> **TO DO**:
Replace every "rough mask" with "coarse mask" in the lines below, leaving everything else unchanged.

> **GIVEN RECORDS**:
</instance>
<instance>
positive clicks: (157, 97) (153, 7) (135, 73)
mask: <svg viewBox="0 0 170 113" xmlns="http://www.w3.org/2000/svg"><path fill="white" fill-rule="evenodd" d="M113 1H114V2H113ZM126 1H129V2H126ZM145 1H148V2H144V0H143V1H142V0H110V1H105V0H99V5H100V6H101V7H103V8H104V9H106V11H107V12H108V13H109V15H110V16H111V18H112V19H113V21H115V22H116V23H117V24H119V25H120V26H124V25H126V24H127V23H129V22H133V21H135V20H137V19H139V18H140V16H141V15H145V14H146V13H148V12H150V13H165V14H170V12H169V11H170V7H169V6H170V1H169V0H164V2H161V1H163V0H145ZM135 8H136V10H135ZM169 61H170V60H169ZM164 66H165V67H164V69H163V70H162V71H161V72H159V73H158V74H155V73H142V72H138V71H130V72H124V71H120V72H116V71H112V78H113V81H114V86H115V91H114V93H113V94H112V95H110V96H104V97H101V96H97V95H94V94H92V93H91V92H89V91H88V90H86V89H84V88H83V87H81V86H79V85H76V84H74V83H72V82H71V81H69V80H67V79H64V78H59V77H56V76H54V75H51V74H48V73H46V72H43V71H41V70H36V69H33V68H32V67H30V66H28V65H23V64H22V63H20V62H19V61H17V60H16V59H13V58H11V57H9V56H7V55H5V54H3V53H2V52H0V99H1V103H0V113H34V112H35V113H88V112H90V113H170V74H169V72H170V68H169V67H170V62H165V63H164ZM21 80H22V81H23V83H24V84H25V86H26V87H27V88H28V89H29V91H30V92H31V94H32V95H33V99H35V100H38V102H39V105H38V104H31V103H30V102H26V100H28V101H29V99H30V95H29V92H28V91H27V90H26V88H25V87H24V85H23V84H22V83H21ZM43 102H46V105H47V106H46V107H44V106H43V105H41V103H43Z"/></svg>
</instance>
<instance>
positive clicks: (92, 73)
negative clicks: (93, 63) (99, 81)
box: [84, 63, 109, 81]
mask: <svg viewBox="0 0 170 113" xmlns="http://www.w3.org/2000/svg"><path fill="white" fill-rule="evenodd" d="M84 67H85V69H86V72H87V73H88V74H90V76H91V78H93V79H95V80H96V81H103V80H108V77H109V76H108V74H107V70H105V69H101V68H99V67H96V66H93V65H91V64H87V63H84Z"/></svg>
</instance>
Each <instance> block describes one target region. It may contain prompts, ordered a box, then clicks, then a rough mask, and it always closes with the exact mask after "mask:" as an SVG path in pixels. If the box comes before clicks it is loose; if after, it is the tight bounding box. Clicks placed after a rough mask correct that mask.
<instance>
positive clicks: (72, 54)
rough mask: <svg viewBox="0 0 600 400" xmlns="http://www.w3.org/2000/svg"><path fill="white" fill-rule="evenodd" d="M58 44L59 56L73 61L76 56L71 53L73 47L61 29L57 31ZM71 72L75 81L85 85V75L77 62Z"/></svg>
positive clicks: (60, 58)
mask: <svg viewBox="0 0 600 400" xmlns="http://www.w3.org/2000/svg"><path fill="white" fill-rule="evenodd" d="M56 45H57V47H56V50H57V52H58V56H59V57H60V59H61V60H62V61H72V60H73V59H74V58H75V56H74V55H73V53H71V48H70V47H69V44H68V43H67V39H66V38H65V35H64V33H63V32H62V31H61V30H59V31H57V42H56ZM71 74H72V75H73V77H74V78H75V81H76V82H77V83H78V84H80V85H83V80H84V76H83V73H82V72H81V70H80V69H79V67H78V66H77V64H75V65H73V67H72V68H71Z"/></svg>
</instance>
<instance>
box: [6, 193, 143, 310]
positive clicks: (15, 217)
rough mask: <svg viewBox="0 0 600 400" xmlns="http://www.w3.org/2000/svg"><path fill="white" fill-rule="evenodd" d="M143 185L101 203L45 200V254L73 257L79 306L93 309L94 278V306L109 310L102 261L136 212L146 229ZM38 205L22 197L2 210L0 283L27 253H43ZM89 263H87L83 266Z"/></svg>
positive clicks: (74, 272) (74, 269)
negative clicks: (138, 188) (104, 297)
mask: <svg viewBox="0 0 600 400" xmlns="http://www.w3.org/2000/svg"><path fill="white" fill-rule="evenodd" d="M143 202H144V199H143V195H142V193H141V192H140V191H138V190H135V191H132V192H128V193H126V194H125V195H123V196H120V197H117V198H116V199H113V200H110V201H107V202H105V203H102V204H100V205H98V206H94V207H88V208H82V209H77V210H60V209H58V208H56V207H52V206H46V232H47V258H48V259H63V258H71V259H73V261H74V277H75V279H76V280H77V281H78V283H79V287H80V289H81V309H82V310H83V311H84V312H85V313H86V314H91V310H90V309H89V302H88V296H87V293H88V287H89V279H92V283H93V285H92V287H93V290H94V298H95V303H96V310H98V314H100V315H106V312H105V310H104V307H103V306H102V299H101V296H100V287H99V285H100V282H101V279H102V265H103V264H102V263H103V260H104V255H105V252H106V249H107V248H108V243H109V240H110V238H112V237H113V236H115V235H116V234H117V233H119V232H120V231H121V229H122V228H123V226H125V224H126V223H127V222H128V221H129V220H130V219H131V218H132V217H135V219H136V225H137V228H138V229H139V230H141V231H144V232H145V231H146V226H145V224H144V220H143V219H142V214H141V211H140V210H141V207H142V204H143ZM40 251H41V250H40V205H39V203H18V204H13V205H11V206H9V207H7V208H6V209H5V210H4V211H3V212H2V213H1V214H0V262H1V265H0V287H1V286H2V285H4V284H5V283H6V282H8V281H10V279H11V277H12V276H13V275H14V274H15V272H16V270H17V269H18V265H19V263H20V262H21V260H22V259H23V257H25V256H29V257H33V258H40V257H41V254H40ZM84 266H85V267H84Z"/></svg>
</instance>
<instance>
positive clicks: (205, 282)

> **SOLUTION**:
</instance>
<instance>
positive clicks: (157, 97) (153, 7) (135, 73)
mask: <svg viewBox="0 0 170 113" xmlns="http://www.w3.org/2000/svg"><path fill="white" fill-rule="evenodd" d="M113 1H114V2H113ZM126 1H129V2H126ZM145 1H148V2H144V0H143V1H142V0H110V1H105V0H99V5H100V6H101V7H103V8H104V9H106V11H107V12H108V13H109V15H110V16H111V18H112V19H113V21H115V22H116V23H117V24H119V25H120V26H124V25H126V24H127V23H129V22H133V21H135V20H137V19H139V18H140V16H141V15H145V14H146V13H148V12H150V13H165V14H170V12H169V11H170V7H169V6H170V1H169V0H164V2H161V1H163V0H145ZM135 8H136V10H135ZM169 61H170V60H169ZM164 66H165V67H164V69H163V70H162V71H161V72H159V73H158V74H155V73H142V72H138V71H130V72H124V71H120V72H116V71H112V78H113V81H114V86H115V91H114V93H113V94H112V95H110V96H104V97H101V96H97V95H94V94H92V93H91V92H89V91H88V90H86V89H84V88H83V87H81V86H79V85H76V84H74V83H72V82H71V81H69V80H67V79H64V78H59V77H56V76H54V75H51V74H48V73H46V72H43V71H41V70H36V69H33V68H32V67H30V66H28V65H23V64H22V63H20V62H19V61H17V60H16V59H13V58H11V57H9V56H7V55H5V54H3V53H2V52H0V99H1V103H0V113H34V112H35V113H88V112H90V113H170V74H169V72H170V68H169V67H170V62H165V63H164ZM21 80H22V81H23V83H24V84H25V86H26V87H27V88H28V89H29V91H30V92H31V94H32V95H33V99H35V100H38V102H39V105H38V104H31V103H30V102H26V100H28V101H29V99H30V95H29V92H28V91H27V90H26V88H25V87H24V85H23V84H22V83H21ZM43 102H46V105H47V106H46V107H44V106H43V105H41V103H43Z"/></svg>
</instance>
<instance>
positive clicks: (92, 73)
negative clicks: (93, 63) (99, 81)
box: [84, 63, 109, 81]
mask: <svg viewBox="0 0 170 113" xmlns="http://www.w3.org/2000/svg"><path fill="white" fill-rule="evenodd" d="M84 67H85V69H86V72H87V73H88V74H90V76H91V78H93V79H95V80H96V81H103V80H108V77H109V76H108V74H107V70H105V69H101V68H99V67H96V66H93V65H91V64H87V63H84Z"/></svg>
</instance>
Each <instance> block describes one target region. It may contain prompts, ordered a box, then clicks, then a coarse mask, and it always closes with the exact mask after "mask:" as an SVG path in pixels. If the box comes before clicks it is loose; if after, it is the tight bounding box. Clicks placed after a coarse mask correct that mask.
<instance>
positive clicks: (72, 54)
coarse mask: <svg viewBox="0 0 600 400" xmlns="http://www.w3.org/2000/svg"><path fill="white" fill-rule="evenodd" d="M58 44L59 56L73 61L76 56L71 53L73 47L61 29L57 31ZM71 72L75 81L85 85V75L77 62Z"/></svg>
positive clicks: (60, 58)
mask: <svg viewBox="0 0 600 400" xmlns="http://www.w3.org/2000/svg"><path fill="white" fill-rule="evenodd" d="M56 45H57V47H56V50H57V52H58V56H59V57H60V59H61V60H62V61H72V60H73V59H74V58H75V56H74V55H73V53H71V48H70V47H69V44H68V43H67V39H66V38H65V35H64V33H63V32H62V31H61V30H59V31H57V42H56ZM71 74H72V75H73V77H74V78H75V81H76V82H77V83H78V84H80V85H83V80H84V76H83V73H82V72H81V70H80V69H79V67H78V66H77V64H75V65H73V67H72V68H71Z"/></svg>
</instance>
<instance>
box: [6, 193, 143, 310]
positive clicks: (15, 217)
coarse mask: <svg viewBox="0 0 600 400" xmlns="http://www.w3.org/2000/svg"><path fill="white" fill-rule="evenodd" d="M143 185L101 203L45 200V254L73 257L79 306L93 309L94 278V306L109 310L102 261L136 212L146 229ZM38 205L22 197L2 210L0 283L27 253H43ZM89 263H87L83 266Z"/></svg>
positive clicks: (74, 272) (74, 269)
negative clicks: (138, 188) (104, 297)
mask: <svg viewBox="0 0 600 400" xmlns="http://www.w3.org/2000/svg"><path fill="white" fill-rule="evenodd" d="M143 202H144V199H143V195H142V193H141V192H140V191H138V190H135V191H132V192H128V193H126V194H125V195H123V196H120V197H117V198H116V199H113V200H110V201H107V202H105V203H102V204H100V205H98V206H94V207H88V208H82V209H77V210H60V209H58V208H56V207H52V206H46V232H47V258H48V259H63V258H71V259H73V261H74V277H75V279H76V280H77V281H78V283H79V287H80V289H81V309H82V310H83V311H84V312H85V313H86V314H91V310H90V309H89V302H88V296H87V293H88V287H89V279H92V283H93V285H92V287H93V290H94V298H95V303H96V310H98V314H100V315H106V312H105V310H104V307H103V306H102V299H101V296H100V287H99V285H100V282H101V279H102V265H103V264H102V263H103V260H104V255H105V252H106V249H107V248H108V243H109V240H110V238H112V237H113V236H115V235H116V234H117V233H119V232H120V231H121V229H122V228H123V226H125V224H126V223H127V222H128V221H129V220H130V219H131V218H132V217H135V219H136V225H137V228H138V229H139V230H141V231H144V232H145V231H146V226H145V224H144V220H143V219H142V214H141V211H140V210H141V207H142V204H143ZM40 251H41V250H40V205H39V203H18V204H13V205H11V206H9V207H7V208H6V209H5V210H4V211H3V212H2V213H1V214H0V262H1V265H0V287H1V286H2V285H4V284H5V283H6V282H8V281H10V279H11V277H12V276H13V275H14V274H15V272H16V270H17V269H18V265H19V263H20V262H21V260H22V259H23V257H25V256H29V257H33V258H40V257H41V254H40ZM84 266H85V267H84Z"/></svg>
</instance>
<instance>
positive clicks: (205, 282)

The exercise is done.